**THINGS TO DO:**
• 1. According to the excerpt on the Báb's teachings and succession, in whose name did the Báb's letters to Bahá'u'lláh come?
• 2. Carry on the excerpt on the Báb's teachings and succession from the point where it stops.
#### EXCERPT TO READ
The Báb strongly advocates for rationality, science, and efficient education. He envisions a progressive society built on well-organized schools, teaching ethics, respect for diverse opinions, scientific inquiry, and the role of women in society. He encourages the learning of natural sciences and proposes educational reforms like eliminating archaic topics and using simpler language.

The Bábí faith significantly improved the lives of women compared to prevailing norms. He generally treats women and men equally in his laws, alleviating burdens imposed by Islamic law. He discourages polygamy, forbids forced marriage and concubinage, and grants women greater control over their lives. He encourages women's education and sees them as equals to men in the eyes of God. His support for Táhirih, a leading female disciple who challenged social norms, further exemplifies his commitment to improving women's rights.

The Báb emphasizes forgiveness, kindness, and doing good to others, even those who wrong you. He advocates for personal improvement, environmental preservation, and creating a beautiful and prosperous society. He forbids violence and promotes peaceful coexistence through kindness and gentle manners. Overall, the Báb envisioned a community centered on unity, love, service, and the rejection of violence.

===Succession===

Because of the prominent social position of Bahá'u'lláh, a leading Bábi figure of the time, and that a death warrant had already been once issued against him (by Mohammad Shah shortly before the king's death), great care was taken to avoid putting him in the spotlight. Even the Báb's letters to Bahá'u'lláh came in the name of his younger brother Mírzá Yahyá. The danger that threatened Bahá'u'lláh was from Amir Kabir. According to Saiedi, if Amir Kabir knew about the key role that Bahá'u'lláh was playing in the Bábí community, he would have him executed. Bahá'u'lláh, Mírzá Yahyá and one of the Báb's secretaries had reached an agreement that in order to protect Bahá'u'lláh, the younger brother would be recognized as the figurehead of the Bábí community and would be kept in hiding out of harm's way. This would leave Bahá'u'lláh freer to continue his activities as a leading Bábí. Accordingly, the Báb sent a letter to Mírzá Yahyá naming him to nominal leadership pending the imminent appearance of the Promised One, commonly referred to as 'Him Whom God shall make manifest' by the Báb. At the time Mírzá Yahyá, still a teenager, had never demonstrated leadership in the Bábí movement, and was still living in the house of his older brother, Baháʼu'lláh. According to Amanat, it seems very unlikely that Mírzá Yahyá, a young man who was no more than 18 years old in could have been directly the focus of the Báb's attention, especially in the situation where the Báb was prohibited from communicating with his followers in the prisons of Maku and Chihriq. MacEoin believes that this idea that Yahyá was only named a nominal head until the appearance of Bahá'u'lláh, from whom he was supposed to divert away attention is a popular explanation among Baháʼís, despite obvious ethical concerns.
########
#### RECORDED DATA
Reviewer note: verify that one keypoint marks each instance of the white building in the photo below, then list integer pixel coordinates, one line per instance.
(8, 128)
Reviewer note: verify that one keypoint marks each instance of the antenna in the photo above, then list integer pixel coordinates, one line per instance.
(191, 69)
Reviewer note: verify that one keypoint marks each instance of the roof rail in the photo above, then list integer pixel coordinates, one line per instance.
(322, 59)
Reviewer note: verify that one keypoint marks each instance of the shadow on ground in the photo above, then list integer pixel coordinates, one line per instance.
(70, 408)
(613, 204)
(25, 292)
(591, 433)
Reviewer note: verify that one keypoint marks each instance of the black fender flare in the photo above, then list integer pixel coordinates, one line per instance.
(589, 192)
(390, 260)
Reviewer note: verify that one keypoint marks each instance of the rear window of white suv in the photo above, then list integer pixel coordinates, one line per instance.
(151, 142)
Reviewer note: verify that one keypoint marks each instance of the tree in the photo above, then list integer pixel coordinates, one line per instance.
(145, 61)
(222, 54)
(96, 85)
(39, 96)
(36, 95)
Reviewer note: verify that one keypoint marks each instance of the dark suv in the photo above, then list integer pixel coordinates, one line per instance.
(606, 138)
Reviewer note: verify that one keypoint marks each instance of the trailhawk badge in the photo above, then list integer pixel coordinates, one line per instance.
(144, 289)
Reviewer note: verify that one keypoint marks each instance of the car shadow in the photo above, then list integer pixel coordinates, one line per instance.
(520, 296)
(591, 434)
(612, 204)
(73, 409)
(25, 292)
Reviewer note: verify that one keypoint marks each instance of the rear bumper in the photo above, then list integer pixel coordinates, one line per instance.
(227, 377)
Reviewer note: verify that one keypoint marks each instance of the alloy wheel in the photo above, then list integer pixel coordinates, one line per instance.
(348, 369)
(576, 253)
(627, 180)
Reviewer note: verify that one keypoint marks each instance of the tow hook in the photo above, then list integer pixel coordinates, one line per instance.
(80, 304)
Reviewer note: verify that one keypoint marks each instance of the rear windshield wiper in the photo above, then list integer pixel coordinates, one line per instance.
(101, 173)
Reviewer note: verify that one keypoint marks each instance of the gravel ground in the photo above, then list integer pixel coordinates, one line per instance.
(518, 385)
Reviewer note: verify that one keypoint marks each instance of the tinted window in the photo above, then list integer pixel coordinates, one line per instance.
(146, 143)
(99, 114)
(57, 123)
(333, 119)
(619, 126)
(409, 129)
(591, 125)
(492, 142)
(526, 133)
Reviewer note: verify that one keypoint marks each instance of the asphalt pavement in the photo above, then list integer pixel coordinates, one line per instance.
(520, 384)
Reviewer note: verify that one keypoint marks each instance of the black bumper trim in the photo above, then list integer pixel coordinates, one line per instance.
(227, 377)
########
**RESPONSES FOR EACH TASK:**
• 1. They came in the name of Bahá'u'lláh's younger brother, Mírzá Yahyá.

• 2.
Unlike earlier religions in which references to future promised figures were occasional and only in hints and allusions, the entirety of the Bayan, the mother book of the Bábí dispensation, is essentially a discourse on a messianic figure, even greater than himself, that the Báb refers to as "he whom God shall make manifest". The Báb always discusses his own revelation and laws in the context of this promised figure. The essence and purpose of the Báb's own mission, as he always stressed, was to prepare the people for the advent of him. The Báb describes this messianic figure as the origin of all divine attributes, and states that his command is equivalent to God's command. He asks his followers to independently investigate and look for the promised one, and recognize him out of his own intrinsic reality, works and attributes, and not due to any reasons external to him. He even warns them not to be deprived of the promised one by arguing against him from the works of the Báb, the same way the followers of the previous religions opposed the next prophet while citing their holy scriptures, a theme he repeatedly stressed throughout the Bayán. Furthermore, the Báb speaks of the imminence of the advent of the promised one and refers to the time of his advent as year nine and nineteen.

In 1863, nineteen years after the Báb declared his mission, Baha'u'llah, in the company of his companions in Iraq, and later in 1866 in Edirne, in a more publicized manner, claimed to be this figure promised by the Báb. Most of the Bábí community accepted him and later became known as Baha'is.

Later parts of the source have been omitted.